EXCERTO DA PÁGINA:
____

“Mulher, Vida, Liberdade”

Um abismo pode conter todo o silêncio, ser a casa do medo, das noites mais terríveis. Pirouz Eftekhari observa a realidade iraniana, “de cair no abismo”, e a coragem dos jovens, a bravura das mulheres, que saem de casa para protestar, despedindo-se dos pais como se fosse a última vez. Saem para enfrentar a escuridão, com gestos ao mesmo tempo desafiadores e primordiais. “Quando uma mulher corta o cabelo, algo de realmente mau aconteceu por ali. É muito tenebroso”, afirma Babak Ghanbari.

 

Cortar o cabelo, queimar o véu islâmico (hijab), dar um beijo em público – no longo caminho da explosão mais libertadora chamada revolução, Lida Bonakdar reflete sobre as performances poéticas que tomaram conta das ruas desde a morte de Mahsa Amini, a 16 de setembro de 2022. A jovem de 22 anos foi detida em Teerão e espancada pela “polícia da moralidade”, pelo “mau uso” do véu islâmico. Podia ser apenas mais um caso sem história, mas transformou-se na história de todos os casos. Na vontade coletiva de uma afirmação da mudança.

____

O QUE PRODUZIR: Reescreva, por favor, o trecho do texto sobre os protestos no Irão que vai de "Cortar o cabelo, queimar" até "afirmação da mudança.", trocando "véu islâmico" por "lenço".

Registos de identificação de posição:
____

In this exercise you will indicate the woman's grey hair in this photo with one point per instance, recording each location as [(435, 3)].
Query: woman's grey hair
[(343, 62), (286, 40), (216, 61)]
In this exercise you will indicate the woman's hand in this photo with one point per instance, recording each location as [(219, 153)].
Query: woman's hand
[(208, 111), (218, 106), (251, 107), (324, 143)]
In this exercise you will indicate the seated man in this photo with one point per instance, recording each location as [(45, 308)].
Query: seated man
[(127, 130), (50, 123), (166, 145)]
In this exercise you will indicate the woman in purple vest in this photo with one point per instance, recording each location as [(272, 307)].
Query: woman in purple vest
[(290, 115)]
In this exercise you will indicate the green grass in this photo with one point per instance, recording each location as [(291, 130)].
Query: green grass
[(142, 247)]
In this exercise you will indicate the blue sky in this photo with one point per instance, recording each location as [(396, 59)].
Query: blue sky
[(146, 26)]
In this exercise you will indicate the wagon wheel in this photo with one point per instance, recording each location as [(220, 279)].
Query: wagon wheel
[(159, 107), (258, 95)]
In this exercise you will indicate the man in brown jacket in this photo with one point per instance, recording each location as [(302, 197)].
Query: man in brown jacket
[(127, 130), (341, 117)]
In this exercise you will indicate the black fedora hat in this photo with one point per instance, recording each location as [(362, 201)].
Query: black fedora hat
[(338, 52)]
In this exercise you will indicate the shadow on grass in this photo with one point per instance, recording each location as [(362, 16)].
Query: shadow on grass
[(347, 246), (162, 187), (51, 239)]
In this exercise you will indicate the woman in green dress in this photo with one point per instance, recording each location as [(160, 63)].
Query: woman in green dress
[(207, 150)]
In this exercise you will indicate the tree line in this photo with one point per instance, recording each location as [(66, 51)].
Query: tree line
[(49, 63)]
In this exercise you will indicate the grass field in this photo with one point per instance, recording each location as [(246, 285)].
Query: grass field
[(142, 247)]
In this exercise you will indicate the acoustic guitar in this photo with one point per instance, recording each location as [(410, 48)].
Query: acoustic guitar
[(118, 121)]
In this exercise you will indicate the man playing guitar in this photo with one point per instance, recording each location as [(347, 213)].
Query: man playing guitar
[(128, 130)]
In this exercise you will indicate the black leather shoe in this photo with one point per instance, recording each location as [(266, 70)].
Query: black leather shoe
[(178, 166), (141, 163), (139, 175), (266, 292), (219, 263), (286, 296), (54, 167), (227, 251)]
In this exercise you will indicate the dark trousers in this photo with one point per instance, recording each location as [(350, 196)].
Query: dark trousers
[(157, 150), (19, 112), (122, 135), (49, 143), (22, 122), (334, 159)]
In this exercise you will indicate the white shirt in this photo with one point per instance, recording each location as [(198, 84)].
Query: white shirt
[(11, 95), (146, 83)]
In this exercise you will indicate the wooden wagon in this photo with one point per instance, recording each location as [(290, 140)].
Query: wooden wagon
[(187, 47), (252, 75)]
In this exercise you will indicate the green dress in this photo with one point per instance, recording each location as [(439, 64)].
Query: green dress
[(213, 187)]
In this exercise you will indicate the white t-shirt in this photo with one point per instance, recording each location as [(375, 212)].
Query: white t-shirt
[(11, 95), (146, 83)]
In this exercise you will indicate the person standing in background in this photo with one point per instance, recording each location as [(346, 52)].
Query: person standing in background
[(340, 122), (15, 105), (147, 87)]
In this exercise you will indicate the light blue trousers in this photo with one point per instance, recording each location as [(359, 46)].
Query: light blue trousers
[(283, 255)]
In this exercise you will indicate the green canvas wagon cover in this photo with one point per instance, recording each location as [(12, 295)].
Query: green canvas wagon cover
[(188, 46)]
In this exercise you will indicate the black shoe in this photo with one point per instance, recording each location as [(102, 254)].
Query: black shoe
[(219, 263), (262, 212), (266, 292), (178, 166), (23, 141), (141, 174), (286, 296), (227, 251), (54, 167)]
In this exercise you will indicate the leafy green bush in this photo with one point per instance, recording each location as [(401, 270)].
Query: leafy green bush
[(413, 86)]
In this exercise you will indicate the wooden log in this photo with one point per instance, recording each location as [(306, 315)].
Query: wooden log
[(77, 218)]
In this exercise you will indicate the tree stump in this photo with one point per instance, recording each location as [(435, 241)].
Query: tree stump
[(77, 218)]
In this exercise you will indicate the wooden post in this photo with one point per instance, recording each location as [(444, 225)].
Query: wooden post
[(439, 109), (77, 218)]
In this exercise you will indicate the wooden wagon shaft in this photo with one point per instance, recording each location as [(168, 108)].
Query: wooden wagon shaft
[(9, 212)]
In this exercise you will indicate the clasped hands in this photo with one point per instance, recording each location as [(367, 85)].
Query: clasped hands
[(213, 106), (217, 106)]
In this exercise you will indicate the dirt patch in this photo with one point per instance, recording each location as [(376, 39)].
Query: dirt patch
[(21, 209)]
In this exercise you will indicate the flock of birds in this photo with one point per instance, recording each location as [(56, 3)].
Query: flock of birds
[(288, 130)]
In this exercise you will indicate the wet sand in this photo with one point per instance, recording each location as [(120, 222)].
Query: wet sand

____

RESULTADO:
Cortar o cabelo, queimar o lenço (hijab), dar um beijo em público – no longo caminho da explosão mais libertadora chamada revolução, Lida Bonakdar reflete sobre as performances poéticas que tomaram conta das ruas desde a morte de Mahsa Amini, a 16 de setembro de 2022. A jovem de 22 anos foi detida em Teerão e espancada pela “polícia da moralidade”, pelo “mau uso” do lenço. Podia ser apenas mais um caso sem história, mas transformou-se na história de todos os casos. Na vontade coletiva de uma afirmação da mudança.